▸ **WORK ITEM**:
The result should be every line of the listing that holds the word "protective".

▸ **INPUT FOR THIS TASK**:

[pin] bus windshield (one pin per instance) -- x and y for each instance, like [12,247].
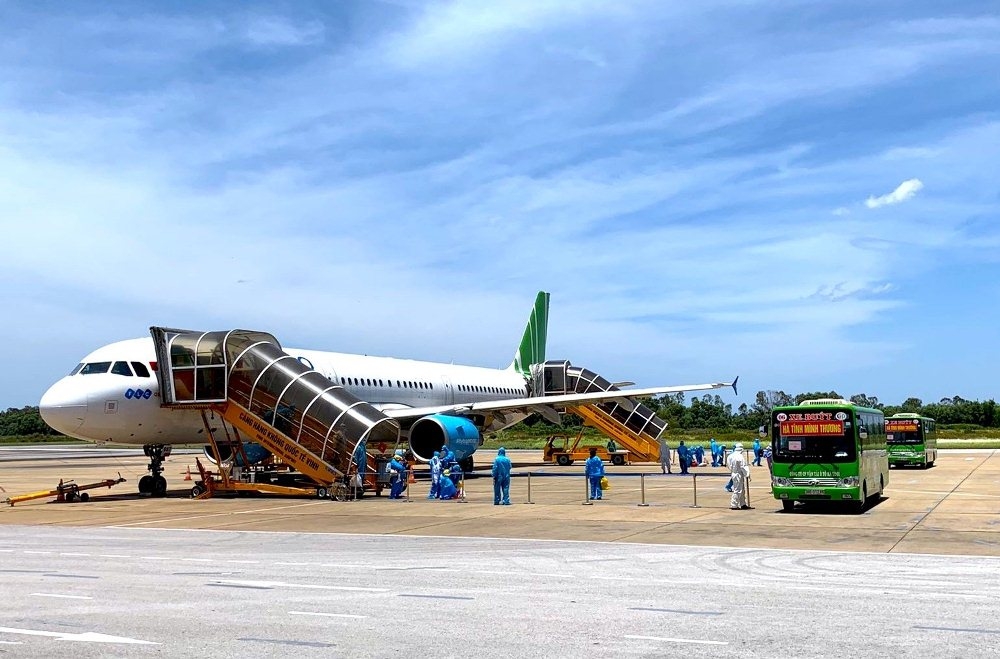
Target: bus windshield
[903,432]
[815,436]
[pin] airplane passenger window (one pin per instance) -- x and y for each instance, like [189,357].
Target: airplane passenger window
[95,367]
[121,368]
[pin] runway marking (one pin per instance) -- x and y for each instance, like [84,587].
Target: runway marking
[308,644]
[958,629]
[676,640]
[326,615]
[693,613]
[225,514]
[283,584]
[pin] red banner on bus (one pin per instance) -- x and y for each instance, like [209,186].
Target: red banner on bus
[813,428]
[901,426]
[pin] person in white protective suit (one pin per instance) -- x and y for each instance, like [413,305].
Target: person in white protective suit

▸ **ANSWER FOR THE TASK**:
[pin] person in white protective suit (one pin per instance) -- x and y for each instance, like [413,305].
Target: person in white protective suit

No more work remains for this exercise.